## Exercise brief
Read the records and write them out again exactly.

## Data for this task
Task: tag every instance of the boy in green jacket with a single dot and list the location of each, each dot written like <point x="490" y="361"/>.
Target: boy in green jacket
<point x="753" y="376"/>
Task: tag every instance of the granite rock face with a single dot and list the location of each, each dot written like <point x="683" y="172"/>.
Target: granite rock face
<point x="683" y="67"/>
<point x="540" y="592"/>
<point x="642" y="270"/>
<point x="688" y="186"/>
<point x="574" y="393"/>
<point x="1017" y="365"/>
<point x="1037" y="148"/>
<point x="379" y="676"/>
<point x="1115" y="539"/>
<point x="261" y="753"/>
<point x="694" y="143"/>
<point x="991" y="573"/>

## Reply
Task: tag every instance of the boy in green jacket with a single dot and list the location of each, each dot written like <point x="490" y="361"/>.
Target: boy in green jacket
<point x="753" y="376"/>
Task: tag every instance of the granite rock face with a single dot and list the location of each, each dot written like <point x="683" y="172"/>.
Target: granite rock face
<point x="683" y="67"/>
<point x="540" y="592"/>
<point x="642" y="270"/>
<point x="688" y="186"/>
<point x="574" y="393"/>
<point x="1017" y="365"/>
<point x="1037" y="148"/>
<point x="379" y="676"/>
<point x="1115" y="539"/>
<point x="261" y="753"/>
<point x="694" y="143"/>
<point x="991" y="573"/>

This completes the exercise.